WORK TO COMPLETE:
Among the entries below, find the line with "[locate] cross emblem" and the line with "[locate] fish snout". Return exactly those lines and every line between them, but no pictures.
Top of STUDY MATERIAL
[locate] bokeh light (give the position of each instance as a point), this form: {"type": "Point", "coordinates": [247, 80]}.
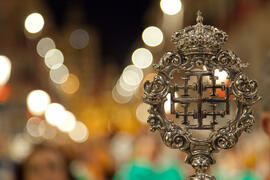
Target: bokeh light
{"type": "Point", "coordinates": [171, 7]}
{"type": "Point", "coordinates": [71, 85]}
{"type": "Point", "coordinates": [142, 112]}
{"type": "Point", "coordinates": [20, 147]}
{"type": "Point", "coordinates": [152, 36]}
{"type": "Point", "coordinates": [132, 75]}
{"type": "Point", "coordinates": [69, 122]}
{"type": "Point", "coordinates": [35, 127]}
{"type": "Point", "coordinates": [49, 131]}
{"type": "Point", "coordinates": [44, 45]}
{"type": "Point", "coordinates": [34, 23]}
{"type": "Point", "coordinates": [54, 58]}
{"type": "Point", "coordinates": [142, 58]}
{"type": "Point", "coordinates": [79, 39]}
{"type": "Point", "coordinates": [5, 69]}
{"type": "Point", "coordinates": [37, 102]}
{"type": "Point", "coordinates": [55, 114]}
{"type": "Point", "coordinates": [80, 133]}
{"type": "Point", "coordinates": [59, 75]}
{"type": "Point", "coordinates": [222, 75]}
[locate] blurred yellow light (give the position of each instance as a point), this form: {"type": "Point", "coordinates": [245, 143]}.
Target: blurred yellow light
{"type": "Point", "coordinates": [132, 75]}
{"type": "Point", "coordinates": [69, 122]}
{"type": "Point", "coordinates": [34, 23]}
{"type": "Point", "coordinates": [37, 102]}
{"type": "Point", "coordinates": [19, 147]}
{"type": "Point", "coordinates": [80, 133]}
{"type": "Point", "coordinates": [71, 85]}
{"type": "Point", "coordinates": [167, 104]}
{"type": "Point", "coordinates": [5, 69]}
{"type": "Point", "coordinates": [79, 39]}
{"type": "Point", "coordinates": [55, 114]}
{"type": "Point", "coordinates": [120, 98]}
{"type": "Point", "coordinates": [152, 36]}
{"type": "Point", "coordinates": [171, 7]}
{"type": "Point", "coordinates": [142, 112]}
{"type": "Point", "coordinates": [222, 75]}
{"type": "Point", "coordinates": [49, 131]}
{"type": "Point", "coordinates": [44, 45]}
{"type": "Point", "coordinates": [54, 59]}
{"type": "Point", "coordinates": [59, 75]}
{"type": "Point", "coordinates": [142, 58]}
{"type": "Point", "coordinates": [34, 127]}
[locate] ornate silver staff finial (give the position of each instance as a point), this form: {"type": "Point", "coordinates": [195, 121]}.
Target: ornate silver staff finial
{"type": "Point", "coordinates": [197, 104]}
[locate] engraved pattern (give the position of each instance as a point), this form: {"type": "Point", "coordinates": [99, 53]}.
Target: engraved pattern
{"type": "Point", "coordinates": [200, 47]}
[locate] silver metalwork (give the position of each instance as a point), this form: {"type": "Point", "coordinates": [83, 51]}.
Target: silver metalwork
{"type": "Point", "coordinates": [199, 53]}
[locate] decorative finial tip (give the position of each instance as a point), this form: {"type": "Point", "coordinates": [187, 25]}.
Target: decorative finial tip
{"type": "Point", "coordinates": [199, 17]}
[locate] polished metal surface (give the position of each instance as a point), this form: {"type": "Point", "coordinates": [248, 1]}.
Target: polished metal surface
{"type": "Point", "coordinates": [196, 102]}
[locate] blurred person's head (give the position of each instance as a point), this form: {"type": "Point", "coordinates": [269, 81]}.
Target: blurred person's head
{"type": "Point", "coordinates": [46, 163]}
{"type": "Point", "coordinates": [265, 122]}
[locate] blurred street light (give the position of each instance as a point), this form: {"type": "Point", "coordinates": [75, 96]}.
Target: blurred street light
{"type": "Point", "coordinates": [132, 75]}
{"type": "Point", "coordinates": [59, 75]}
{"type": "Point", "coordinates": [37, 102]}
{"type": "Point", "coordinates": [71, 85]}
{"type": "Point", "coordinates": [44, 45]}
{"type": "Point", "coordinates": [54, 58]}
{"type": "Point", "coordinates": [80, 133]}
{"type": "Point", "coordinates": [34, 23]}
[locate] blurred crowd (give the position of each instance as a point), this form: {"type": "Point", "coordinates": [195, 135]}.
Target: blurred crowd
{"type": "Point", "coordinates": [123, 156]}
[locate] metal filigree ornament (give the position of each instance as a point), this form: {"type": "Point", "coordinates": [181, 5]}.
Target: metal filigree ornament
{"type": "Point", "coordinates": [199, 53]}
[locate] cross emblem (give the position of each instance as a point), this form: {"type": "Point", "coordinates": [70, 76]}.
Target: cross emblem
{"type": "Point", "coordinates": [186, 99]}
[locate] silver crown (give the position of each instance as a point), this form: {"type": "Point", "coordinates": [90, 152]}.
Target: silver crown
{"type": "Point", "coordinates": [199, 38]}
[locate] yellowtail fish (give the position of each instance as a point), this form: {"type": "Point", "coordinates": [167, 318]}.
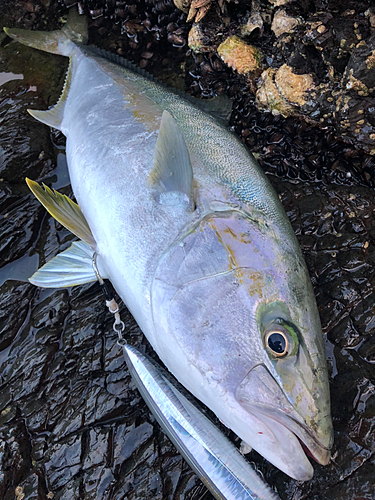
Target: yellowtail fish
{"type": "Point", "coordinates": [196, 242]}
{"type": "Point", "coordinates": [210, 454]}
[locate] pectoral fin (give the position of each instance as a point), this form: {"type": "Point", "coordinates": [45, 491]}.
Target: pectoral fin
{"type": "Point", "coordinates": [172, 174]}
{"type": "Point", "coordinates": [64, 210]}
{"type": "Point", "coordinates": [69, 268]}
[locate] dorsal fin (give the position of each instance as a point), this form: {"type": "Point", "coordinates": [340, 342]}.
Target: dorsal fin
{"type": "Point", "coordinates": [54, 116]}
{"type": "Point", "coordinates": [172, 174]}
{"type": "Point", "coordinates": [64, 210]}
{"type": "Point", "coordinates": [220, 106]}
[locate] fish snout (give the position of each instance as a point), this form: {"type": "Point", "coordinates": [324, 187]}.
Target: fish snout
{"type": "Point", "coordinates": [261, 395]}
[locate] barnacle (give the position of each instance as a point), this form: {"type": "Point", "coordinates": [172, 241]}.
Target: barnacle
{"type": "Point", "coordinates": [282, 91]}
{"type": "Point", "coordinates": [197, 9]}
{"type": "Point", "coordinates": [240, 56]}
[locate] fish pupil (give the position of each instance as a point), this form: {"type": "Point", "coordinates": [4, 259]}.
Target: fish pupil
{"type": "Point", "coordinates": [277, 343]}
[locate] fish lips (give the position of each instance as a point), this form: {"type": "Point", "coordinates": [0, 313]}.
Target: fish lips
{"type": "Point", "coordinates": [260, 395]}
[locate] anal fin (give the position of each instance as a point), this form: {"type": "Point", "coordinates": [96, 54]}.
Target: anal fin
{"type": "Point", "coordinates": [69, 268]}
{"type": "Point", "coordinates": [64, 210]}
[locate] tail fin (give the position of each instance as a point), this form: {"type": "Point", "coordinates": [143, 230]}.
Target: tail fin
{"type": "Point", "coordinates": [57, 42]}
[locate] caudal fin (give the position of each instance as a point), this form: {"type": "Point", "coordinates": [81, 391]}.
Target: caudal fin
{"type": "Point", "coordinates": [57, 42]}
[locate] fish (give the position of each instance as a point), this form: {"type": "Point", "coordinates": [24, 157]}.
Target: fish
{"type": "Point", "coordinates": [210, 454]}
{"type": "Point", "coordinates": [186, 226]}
Bottom of STUDY MATERIAL
ANSWER AREA:
[locate] cross emblem (give the position of each instance as a point), this form: {"type": "Point", "coordinates": [70, 76]}.
Target: cross emblem
{"type": "Point", "coordinates": [186, 99]}
[locate] silver crown (give the position of each instance as a point), this form: {"type": "Point", "coordinates": [90, 152]}.
Target: silver crown
{"type": "Point", "coordinates": [199, 38]}
[locate] yellowtail fish (give the position of each instance as a point), this form: {"type": "Point", "coordinates": [167, 318]}.
Target: yellowtail fish
{"type": "Point", "coordinates": [196, 242]}
{"type": "Point", "coordinates": [210, 454]}
[locate] pectoral fin (give the position of each instance as a point), this form: {"type": "Point", "coordinates": [45, 491]}.
Target: pectoral fin
{"type": "Point", "coordinates": [172, 174]}
{"type": "Point", "coordinates": [64, 210]}
{"type": "Point", "coordinates": [69, 268]}
[locate] dorsal fin (give the position of each instance as a point), this form: {"type": "Point", "coordinates": [340, 342]}.
Target: dorsal fin
{"type": "Point", "coordinates": [54, 116]}
{"type": "Point", "coordinates": [172, 174]}
{"type": "Point", "coordinates": [64, 210]}
{"type": "Point", "coordinates": [220, 106]}
[locate] fish snout (give the position of each instance as a point), this form: {"type": "Point", "coordinates": [324, 187]}.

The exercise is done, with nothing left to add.